*Task prompt*:
The response should consist of the records that follow, printed exactly.

*Given entries*:

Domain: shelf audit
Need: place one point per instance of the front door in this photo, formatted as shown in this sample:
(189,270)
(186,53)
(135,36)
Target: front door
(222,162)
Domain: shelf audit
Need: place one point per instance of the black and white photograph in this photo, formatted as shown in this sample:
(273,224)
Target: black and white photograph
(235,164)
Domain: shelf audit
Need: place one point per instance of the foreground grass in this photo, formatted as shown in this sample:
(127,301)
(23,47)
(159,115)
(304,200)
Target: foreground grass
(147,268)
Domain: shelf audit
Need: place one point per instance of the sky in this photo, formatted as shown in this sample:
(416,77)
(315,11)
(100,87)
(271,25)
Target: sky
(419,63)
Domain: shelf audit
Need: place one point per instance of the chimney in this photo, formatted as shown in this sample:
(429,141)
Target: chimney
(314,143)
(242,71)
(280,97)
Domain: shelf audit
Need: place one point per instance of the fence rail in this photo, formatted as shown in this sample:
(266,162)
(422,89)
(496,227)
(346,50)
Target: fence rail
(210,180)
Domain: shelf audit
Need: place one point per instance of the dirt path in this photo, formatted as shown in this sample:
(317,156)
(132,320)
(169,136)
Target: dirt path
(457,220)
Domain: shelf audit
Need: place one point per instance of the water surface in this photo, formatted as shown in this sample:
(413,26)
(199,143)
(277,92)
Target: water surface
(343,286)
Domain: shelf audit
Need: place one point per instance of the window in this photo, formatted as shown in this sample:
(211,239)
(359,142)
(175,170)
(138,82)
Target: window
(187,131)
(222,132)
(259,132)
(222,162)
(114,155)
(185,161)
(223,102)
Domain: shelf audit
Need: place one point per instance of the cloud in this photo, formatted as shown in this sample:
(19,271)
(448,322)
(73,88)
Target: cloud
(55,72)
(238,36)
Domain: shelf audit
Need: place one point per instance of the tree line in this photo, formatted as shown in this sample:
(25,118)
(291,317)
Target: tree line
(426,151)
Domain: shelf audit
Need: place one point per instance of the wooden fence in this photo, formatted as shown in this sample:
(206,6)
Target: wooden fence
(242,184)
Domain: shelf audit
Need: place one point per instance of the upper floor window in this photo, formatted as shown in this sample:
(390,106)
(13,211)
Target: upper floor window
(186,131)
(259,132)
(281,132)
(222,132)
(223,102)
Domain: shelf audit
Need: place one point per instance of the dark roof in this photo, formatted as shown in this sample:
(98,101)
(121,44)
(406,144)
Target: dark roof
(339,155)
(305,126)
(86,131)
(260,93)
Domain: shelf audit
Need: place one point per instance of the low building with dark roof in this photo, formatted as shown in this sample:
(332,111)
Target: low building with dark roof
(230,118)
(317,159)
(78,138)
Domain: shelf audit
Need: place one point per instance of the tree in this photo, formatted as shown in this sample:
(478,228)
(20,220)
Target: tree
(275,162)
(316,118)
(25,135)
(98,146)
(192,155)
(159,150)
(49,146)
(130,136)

*Completed exercise*:
Domain: shelf audit
Need: place one point per instance of the front door in this photo, formatted as shown in this sample:
(189,270)
(186,53)
(135,36)
Target: front door
(222,162)
Domain: shelf audit
Need: place one point per instance of the black and white photograph in this photo, formatted as shown in this sample:
(273,224)
Target: black and white photograph
(235,164)
Domain: shelf audit
Need: place one point per instance of the foreground grass in this photo, formatted as shown in this sample:
(127,301)
(23,47)
(159,115)
(304,200)
Target: foreground grass
(147,268)
Domain: shelf audit
Need: place one point per instance of the sky in this photo, formatted as shown in this sample:
(416,77)
(315,11)
(100,87)
(271,25)
Target: sky
(419,63)
Domain: shelf audit
Need: place one point per instance of the chimney in this photo, formatted as shown in this sample:
(429,141)
Target: chimney
(314,143)
(242,71)
(280,97)
Domain: shelf audit
Need: place one point per instance of the fence rail in this photo, formatted as shown in this sample:
(266,162)
(422,89)
(496,227)
(346,50)
Target: fence rail
(210,180)
Domain: shelf audit
Need: place one point per instance of the dirt path in this photo, formatted as shown in this sample:
(317,156)
(132,320)
(169,136)
Target: dirt path
(457,220)
Domain: shelf audit
Need: place one point per instance of the water surface in this photo, formatted as shown in this sample:
(413,26)
(199,143)
(277,92)
Target: water surface
(343,286)
Domain: shelf audit
Need: place one point per instance of the window in this photo, formatted as shown in this sample:
(211,239)
(359,142)
(175,170)
(138,82)
Target: window
(187,131)
(222,132)
(259,132)
(222,162)
(114,155)
(185,161)
(223,102)
Domain: shelf audit
Need: place one point per instance of the cloud in this photo, formatted as shown in this sample:
(19,271)
(448,322)
(73,88)
Target: cloud
(55,72)
(238,36)
Domain: shelf audit
Need: place one point per instance of the tree line in this photo, formatted as shown in this sample:
(25,118)
(291,317)
Target: tree line
(426,151)
Domain: shelf audit
Need: place one point per instance of the wooden fence in this photo, formatted as shown in this sample:
(206,6)
Target: wooden fence
(242,184)
Domain: shelf audit
Need: place one point per instance of the upper floor window in this photo, formatted as shown in this sample:
(390,106)
(13,211)
Target: upper floor window
(186,131)
(259,132)
(281,132)
(222,132)
(223,102)
Domain: shelf audit
Need: place one point per instance of the dark roof in this photo, formatted as shown in this sample:
(98,101)
(121,44)
(406,144)
Target: dark roof
(339,155)
(305,126)
(86,131)
(260,93)
Domain: shelf audit
Need: place one point per instance of the low building with dark roof in this photo, formatted as shown in this sample:
(332,111)
Target: low building with dark roof
(230,118)
(317,159)
(78,138)
Domain: shelf audit
Need: place one point per instance of the tree in this photo, formatted as shown in this sample:
(478,228)
(20,220)
Target: tree
(275,162)
(316,118)
(25,135)
(98,146)
(192,155)
(159,150)
(49,146)
(130,136)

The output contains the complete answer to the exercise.